### WHAT IS NEEDED
Report each line of the records where "crowd" occurs.
(DATA SHOWN begins)
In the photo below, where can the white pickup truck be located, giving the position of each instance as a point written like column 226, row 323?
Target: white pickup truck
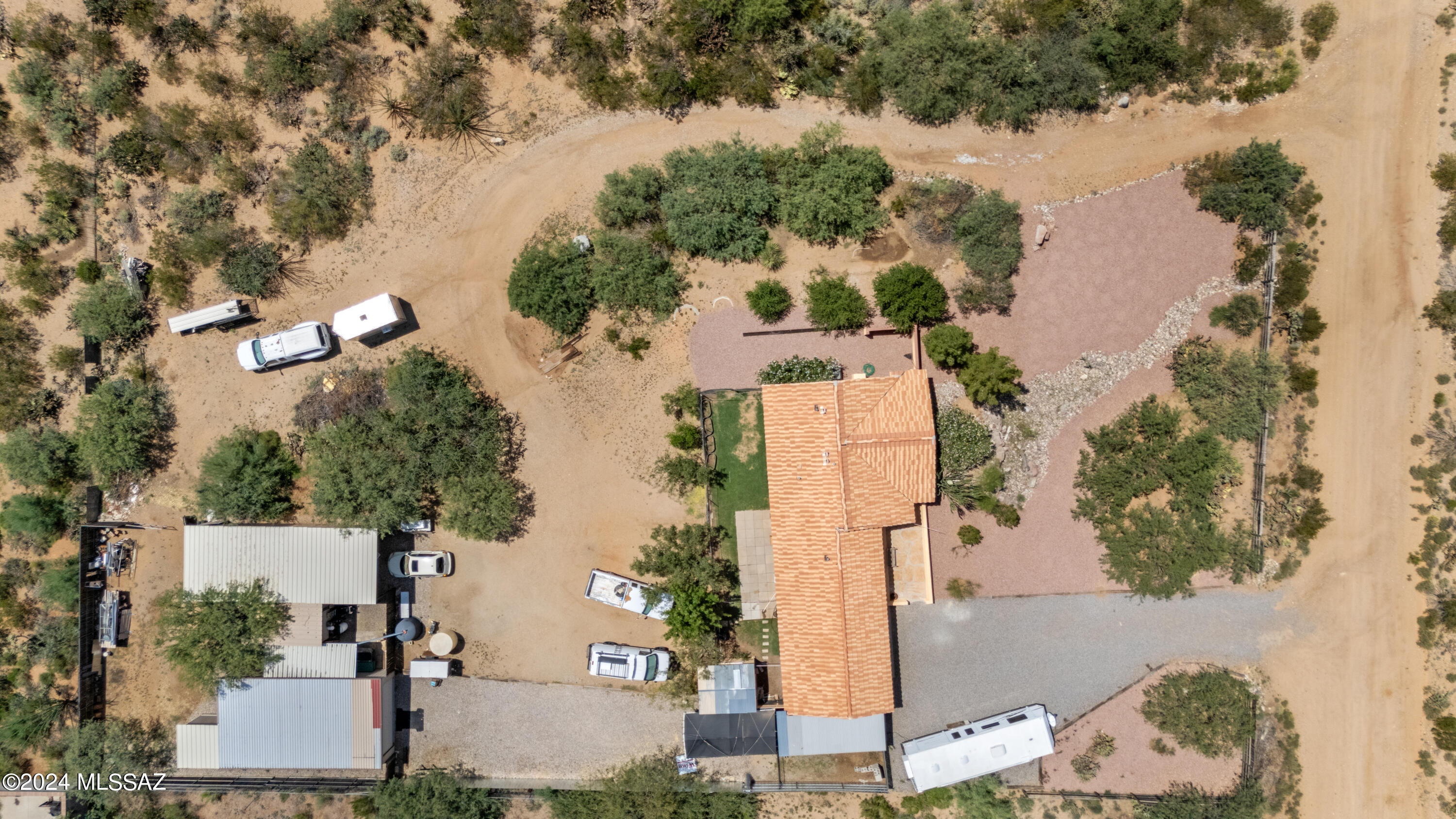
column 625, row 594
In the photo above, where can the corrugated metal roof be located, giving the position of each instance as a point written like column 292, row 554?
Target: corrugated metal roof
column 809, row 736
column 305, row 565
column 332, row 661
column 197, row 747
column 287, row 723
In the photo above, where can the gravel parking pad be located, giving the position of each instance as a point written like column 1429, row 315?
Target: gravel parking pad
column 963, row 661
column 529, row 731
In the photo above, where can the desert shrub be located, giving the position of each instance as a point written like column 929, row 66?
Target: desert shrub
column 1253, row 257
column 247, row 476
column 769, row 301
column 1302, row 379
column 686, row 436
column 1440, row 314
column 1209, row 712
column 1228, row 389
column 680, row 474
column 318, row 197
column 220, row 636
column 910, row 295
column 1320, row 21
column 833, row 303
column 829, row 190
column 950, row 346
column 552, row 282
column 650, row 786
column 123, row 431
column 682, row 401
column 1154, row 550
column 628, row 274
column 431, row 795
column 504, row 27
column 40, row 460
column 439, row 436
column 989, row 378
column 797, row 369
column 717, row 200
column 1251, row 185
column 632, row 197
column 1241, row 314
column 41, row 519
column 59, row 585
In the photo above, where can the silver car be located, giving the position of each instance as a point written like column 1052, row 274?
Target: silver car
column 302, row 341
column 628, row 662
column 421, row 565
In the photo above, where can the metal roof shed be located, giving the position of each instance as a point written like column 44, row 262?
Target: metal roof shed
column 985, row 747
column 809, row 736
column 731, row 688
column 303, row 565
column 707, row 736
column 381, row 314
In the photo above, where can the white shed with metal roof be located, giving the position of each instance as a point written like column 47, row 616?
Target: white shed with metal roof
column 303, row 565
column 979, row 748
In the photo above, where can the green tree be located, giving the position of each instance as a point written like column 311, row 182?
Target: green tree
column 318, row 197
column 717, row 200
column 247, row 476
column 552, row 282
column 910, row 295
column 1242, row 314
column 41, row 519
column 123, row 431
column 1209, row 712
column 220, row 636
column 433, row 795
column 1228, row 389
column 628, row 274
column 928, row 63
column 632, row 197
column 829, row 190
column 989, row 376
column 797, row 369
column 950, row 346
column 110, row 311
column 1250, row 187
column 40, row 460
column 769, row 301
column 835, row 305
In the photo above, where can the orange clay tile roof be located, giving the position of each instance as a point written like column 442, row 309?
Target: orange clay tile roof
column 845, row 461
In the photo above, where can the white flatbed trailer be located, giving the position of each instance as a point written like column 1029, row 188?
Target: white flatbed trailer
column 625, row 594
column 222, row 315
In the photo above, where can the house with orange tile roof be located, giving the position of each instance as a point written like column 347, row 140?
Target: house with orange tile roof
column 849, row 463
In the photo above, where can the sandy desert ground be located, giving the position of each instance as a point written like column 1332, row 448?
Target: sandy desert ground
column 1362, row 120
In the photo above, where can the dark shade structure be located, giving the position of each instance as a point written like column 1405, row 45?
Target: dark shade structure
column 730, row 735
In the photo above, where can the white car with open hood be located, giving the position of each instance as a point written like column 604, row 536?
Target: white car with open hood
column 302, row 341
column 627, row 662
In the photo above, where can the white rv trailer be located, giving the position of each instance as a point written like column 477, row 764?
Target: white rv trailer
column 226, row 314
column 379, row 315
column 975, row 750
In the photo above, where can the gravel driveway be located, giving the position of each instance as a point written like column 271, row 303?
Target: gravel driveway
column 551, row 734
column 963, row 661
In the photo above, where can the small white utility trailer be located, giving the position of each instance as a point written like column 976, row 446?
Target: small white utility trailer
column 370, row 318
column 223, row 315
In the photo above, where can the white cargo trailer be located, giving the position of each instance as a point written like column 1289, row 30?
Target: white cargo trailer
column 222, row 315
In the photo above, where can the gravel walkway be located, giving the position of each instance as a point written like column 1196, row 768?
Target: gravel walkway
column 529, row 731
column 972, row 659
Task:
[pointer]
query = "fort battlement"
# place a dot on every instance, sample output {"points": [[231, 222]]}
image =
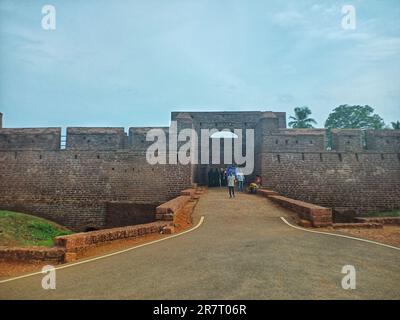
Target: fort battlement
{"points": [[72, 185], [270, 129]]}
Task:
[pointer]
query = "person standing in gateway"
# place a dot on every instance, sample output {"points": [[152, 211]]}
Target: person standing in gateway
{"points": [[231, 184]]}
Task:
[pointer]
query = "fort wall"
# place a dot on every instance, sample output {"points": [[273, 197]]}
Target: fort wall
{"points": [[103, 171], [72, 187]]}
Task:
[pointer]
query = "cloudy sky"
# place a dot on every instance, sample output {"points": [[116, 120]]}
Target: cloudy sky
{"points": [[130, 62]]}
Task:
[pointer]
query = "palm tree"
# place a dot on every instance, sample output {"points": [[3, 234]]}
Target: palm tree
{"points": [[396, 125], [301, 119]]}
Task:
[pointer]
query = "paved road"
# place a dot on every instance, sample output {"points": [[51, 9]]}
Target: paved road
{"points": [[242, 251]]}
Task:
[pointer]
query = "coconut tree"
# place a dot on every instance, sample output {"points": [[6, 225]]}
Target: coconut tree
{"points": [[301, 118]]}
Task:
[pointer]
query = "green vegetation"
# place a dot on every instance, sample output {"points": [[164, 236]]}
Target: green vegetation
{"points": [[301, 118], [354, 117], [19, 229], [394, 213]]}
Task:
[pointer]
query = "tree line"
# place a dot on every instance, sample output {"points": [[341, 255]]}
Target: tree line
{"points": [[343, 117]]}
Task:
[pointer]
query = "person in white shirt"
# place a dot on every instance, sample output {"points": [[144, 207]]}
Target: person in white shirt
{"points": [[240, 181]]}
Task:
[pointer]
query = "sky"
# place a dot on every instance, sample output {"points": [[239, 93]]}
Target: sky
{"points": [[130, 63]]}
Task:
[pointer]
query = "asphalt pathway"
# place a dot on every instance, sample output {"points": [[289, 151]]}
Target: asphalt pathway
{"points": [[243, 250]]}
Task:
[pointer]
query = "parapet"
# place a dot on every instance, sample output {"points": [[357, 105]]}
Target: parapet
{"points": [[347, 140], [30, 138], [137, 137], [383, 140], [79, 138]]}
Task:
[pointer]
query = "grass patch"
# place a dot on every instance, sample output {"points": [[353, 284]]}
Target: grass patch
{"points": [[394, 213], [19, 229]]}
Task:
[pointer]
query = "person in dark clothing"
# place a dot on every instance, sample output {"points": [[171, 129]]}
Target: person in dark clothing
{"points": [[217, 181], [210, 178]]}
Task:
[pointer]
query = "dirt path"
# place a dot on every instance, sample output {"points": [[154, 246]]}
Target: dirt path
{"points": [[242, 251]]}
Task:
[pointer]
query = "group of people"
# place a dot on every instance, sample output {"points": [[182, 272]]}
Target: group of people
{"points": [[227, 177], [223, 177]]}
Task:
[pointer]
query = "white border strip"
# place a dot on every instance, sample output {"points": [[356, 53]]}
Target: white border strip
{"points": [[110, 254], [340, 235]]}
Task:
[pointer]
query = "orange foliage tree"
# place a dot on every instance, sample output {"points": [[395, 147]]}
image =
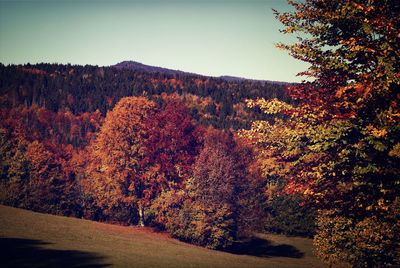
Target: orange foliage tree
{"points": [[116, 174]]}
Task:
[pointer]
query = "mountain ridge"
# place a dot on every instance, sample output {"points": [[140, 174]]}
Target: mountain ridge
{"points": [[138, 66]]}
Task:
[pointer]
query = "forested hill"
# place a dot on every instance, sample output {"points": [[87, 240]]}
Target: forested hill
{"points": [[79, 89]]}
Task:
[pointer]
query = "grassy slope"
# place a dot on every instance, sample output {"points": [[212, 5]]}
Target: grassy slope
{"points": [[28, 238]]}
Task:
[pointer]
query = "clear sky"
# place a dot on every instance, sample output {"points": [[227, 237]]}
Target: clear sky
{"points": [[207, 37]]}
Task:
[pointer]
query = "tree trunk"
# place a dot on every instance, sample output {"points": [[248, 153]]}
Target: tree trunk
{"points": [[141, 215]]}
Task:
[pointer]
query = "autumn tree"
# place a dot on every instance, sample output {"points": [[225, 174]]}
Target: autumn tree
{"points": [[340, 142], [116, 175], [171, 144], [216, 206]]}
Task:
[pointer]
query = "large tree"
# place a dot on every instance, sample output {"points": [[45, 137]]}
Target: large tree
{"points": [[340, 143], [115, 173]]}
(DATA SHOWN ends)
(DATA SHOWN begins)
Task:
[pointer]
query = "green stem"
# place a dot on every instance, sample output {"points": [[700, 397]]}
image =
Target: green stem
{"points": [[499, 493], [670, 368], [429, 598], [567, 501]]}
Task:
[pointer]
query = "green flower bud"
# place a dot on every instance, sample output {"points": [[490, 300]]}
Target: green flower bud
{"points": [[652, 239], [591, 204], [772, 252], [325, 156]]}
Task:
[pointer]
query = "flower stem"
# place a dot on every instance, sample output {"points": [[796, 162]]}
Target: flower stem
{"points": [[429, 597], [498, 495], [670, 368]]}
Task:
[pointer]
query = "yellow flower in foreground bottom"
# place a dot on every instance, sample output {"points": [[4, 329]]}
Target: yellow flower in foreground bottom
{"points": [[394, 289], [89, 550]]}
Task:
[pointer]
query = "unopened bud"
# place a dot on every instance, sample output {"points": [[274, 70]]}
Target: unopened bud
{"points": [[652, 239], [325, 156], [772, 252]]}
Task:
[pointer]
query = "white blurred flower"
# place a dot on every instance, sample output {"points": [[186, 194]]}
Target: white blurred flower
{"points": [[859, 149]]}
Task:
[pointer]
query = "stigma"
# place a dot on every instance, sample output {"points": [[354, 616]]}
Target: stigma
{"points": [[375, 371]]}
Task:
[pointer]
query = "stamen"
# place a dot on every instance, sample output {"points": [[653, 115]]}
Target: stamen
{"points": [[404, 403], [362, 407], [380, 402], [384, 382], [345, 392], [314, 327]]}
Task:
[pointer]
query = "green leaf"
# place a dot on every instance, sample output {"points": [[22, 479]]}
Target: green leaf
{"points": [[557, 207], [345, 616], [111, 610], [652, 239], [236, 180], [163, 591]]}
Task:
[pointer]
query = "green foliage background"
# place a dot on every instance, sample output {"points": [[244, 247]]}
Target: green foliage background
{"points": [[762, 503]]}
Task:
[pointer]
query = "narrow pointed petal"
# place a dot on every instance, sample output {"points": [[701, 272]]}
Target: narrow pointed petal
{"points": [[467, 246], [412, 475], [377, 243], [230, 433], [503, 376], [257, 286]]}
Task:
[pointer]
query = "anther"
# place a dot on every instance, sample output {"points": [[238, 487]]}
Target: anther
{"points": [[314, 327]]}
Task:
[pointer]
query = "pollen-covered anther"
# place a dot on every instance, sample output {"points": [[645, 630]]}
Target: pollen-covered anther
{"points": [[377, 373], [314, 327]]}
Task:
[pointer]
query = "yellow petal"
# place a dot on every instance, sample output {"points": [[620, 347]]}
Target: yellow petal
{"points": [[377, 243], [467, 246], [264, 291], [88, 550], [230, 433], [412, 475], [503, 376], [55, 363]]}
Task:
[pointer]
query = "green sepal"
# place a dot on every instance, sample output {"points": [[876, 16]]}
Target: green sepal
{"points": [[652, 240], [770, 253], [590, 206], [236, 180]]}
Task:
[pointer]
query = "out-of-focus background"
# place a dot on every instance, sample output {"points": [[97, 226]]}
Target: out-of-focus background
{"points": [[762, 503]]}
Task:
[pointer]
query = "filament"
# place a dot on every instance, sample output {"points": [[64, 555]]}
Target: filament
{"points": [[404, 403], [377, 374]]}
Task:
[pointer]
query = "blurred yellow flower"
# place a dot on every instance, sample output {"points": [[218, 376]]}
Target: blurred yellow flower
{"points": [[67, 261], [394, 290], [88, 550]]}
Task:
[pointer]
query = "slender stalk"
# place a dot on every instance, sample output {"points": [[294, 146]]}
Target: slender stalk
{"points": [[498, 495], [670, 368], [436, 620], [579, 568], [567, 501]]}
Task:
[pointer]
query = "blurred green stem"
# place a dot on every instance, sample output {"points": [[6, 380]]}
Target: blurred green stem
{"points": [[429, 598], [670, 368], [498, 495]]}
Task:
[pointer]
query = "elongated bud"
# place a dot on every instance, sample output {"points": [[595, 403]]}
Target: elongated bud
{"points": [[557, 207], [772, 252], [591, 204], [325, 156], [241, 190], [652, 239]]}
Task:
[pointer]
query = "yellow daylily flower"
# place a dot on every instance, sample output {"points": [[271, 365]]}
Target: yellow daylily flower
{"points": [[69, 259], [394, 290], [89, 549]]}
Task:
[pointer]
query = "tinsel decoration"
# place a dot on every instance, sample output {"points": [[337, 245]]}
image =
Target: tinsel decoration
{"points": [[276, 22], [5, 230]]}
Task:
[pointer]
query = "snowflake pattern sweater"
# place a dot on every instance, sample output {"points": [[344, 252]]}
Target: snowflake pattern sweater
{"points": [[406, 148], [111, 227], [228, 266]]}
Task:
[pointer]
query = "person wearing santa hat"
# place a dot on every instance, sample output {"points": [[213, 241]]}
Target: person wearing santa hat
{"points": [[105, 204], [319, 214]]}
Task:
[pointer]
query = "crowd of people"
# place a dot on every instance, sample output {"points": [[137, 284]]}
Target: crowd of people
(DATA SHOWN ends)
### TASK ANSWER
query = "crowd of people"
Target: crowd of people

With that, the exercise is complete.